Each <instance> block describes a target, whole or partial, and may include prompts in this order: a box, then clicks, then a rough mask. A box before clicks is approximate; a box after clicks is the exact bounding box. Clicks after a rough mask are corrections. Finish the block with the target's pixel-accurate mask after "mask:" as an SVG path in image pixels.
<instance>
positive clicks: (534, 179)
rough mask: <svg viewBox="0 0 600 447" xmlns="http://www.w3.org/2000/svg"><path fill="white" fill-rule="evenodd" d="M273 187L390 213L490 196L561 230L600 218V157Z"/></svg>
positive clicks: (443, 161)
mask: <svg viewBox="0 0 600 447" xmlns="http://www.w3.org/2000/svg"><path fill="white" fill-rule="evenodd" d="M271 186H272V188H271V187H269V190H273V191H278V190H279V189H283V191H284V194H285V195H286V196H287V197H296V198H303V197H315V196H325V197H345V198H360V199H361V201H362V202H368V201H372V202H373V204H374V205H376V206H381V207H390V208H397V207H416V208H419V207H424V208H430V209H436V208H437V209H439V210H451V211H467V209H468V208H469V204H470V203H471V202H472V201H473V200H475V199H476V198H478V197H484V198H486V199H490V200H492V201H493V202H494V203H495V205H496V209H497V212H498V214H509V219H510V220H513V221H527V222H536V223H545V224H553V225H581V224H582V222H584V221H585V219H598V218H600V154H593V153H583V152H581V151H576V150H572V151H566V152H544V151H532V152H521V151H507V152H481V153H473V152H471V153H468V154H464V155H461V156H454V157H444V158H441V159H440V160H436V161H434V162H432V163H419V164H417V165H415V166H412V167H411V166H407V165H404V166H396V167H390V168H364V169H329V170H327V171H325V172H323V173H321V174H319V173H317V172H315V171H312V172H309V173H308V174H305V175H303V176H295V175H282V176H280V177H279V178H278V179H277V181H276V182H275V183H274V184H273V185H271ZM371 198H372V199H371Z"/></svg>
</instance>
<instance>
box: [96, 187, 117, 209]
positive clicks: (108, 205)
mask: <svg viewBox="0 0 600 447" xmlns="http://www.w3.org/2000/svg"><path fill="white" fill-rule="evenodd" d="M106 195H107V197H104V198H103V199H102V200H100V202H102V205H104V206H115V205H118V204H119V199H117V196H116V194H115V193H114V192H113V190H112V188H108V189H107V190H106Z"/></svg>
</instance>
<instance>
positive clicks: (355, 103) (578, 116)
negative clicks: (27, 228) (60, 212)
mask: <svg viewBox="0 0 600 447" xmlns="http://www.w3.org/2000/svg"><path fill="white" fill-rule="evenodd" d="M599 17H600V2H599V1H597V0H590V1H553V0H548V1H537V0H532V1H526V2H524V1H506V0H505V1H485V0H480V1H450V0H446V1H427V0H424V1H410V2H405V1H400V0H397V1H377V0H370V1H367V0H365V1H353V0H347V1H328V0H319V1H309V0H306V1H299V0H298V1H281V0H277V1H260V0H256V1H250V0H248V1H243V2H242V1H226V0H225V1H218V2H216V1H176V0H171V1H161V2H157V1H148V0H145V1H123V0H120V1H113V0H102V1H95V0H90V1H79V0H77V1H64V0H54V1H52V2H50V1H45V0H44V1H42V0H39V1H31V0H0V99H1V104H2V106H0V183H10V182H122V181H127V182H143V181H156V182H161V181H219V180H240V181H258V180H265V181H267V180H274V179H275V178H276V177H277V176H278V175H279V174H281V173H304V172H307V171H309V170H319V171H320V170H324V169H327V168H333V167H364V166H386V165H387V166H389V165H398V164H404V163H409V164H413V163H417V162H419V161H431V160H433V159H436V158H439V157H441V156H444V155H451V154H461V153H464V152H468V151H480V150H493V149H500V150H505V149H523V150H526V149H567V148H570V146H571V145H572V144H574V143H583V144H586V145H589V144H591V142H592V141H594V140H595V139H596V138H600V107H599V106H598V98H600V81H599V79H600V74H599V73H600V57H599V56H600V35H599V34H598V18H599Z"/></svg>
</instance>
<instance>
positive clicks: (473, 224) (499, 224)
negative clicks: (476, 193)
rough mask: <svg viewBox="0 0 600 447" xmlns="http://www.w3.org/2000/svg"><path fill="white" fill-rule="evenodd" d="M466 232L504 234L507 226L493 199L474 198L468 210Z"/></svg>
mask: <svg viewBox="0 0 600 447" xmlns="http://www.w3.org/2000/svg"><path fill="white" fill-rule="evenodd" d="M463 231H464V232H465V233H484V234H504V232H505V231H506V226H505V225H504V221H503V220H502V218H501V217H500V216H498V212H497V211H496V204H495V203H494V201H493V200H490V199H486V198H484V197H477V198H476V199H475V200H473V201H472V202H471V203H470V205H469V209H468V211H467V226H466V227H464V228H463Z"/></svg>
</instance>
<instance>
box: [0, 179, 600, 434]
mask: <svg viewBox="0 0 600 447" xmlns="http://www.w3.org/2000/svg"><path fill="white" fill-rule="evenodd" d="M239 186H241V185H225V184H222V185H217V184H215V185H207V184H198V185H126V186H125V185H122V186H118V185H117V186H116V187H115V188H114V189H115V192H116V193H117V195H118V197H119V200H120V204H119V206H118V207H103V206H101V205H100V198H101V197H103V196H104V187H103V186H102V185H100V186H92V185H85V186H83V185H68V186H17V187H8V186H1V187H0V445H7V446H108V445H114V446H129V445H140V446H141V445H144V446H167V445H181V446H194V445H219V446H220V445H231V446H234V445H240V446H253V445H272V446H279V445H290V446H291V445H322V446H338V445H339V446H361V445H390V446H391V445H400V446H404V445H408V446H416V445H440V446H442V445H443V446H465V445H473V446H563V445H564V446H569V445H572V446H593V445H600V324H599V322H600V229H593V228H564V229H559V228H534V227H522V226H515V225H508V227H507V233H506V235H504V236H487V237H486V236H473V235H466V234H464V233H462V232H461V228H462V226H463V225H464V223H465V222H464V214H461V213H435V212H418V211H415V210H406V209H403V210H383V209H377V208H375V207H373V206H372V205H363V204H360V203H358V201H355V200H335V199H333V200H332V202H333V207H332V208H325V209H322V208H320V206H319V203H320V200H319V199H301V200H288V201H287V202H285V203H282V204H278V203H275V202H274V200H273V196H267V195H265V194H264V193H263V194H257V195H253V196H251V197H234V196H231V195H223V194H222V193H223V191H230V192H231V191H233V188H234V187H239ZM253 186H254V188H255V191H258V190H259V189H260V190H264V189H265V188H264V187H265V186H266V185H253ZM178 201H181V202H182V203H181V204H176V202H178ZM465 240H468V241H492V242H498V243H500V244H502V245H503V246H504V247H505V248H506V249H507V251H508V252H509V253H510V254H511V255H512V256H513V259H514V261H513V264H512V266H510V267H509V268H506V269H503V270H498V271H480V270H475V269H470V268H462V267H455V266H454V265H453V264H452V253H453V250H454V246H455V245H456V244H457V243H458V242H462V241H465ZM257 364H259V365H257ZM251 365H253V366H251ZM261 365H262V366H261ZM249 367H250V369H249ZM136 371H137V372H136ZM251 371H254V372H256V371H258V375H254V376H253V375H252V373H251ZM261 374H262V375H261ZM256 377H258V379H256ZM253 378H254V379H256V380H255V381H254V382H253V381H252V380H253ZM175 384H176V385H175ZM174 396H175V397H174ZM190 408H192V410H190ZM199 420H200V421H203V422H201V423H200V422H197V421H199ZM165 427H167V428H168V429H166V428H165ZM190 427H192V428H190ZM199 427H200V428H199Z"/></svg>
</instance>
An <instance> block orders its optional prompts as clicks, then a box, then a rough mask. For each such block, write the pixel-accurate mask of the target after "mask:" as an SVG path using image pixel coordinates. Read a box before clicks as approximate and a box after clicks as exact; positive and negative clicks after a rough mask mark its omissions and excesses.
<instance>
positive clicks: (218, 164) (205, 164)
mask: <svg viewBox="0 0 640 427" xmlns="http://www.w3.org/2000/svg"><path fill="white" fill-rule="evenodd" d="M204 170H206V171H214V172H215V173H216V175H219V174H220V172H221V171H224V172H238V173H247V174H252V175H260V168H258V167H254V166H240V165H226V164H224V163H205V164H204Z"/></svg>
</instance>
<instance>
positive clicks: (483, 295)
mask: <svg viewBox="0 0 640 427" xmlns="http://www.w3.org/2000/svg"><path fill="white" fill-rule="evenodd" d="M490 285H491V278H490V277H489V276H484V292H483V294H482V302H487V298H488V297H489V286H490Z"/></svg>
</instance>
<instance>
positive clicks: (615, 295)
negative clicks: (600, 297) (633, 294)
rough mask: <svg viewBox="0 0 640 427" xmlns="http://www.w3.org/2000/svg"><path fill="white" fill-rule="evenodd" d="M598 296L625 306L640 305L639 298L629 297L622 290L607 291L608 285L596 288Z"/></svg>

To do —
Repeat exactly the lines of the listing above, from the one with "positive clicks: (534, 179)" down to the one with "187L390 213L490 196L561"; both of those lines belong in the range.

Problem solution —
positive clicks: (534, 179)
rough mask: <svg viewBox="0 0 600 447" xmlns="http://www.w3.org/2000/svg"><path fill="white" fill-rule="evenodd" d="M273 187L390 213L490 196L561 230L600 218V157Z"/></svg>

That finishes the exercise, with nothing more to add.